-- start of Selection --

# If you feed TOTW, which formula?



## eddie1976E (Nov 7, 2010)

I'm thinking about switching to TOTW, not sure which formula is suited for a senior. 

Thanks


----------



## LaRen616 (Mar 4, 2010)

I feed all 4 formulas. I rotate between them. But I have a 2yr old GSD so I'm not sure which would be best for a senior?

Maybe the Lamb or Salmon formula because they have less ingredients and no chicken? 

Sorry.


----------



## CassandGunnar (Jan 3, 2011)

Cass gets the Wetlands formula and she loves it.

Gunnar just got switched to the Pacific Stream formula because he has a sensetivity to chicken and he loves it as well.


----------



## DnP (Jul 10, 2008)

Phoenix gets Pacific Stream due to chicken allergies.

What are you looking for in a food for your senior? If you want to decrease calories, the Pacific Stream has lower calories, which may mean feeding more for a healthy active younger dog, but if you have a less active senior, it may be something you want to consider.

-- end of Selection --

#### [Directions for this task]
Return the part of the dog food thread that runs from "Maybe the Lamb" up to and including "she loves it.", copied word for word.

-- start of Material shown --

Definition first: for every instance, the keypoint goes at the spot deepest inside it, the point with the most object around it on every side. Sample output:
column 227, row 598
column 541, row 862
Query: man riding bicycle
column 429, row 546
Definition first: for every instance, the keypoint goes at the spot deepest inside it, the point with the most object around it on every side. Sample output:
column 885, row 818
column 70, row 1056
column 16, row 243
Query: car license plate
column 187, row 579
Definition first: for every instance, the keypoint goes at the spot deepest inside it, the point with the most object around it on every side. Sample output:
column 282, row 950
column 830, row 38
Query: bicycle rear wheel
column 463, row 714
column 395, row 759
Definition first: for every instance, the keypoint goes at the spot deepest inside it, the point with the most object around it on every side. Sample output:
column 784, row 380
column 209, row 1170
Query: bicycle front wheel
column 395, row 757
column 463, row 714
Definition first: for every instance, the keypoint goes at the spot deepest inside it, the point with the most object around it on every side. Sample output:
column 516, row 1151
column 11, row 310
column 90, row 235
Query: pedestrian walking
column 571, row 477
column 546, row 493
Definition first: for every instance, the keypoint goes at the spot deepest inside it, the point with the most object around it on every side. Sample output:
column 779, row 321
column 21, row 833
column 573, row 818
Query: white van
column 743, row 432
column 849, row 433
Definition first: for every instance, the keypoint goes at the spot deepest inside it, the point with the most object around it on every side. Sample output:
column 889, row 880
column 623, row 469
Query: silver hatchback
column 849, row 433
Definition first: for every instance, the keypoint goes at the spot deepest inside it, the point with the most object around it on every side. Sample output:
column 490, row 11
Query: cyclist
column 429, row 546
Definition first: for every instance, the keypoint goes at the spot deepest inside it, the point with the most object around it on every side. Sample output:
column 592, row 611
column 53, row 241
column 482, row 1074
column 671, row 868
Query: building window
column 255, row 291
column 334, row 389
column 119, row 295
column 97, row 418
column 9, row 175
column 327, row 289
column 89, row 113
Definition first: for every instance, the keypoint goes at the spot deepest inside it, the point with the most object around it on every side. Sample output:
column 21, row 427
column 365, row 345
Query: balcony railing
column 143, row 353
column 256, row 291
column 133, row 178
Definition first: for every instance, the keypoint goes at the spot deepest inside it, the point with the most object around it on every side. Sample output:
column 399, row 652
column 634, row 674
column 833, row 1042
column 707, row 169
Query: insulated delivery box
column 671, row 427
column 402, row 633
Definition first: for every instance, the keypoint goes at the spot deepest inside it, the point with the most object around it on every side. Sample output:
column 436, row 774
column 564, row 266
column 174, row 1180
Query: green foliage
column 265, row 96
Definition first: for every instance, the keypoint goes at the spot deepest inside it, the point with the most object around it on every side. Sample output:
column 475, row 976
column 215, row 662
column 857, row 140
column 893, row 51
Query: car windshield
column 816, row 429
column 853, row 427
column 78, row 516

-- end of Material shown --

#### [Response below]
Maybe the Lamb or Salmon formula because they have less ingredients and no chicken? 

Sorry.


----------



## CassandGunnar (Jan 3, 2011)

Cass gets the Wetlands formula and she loves it.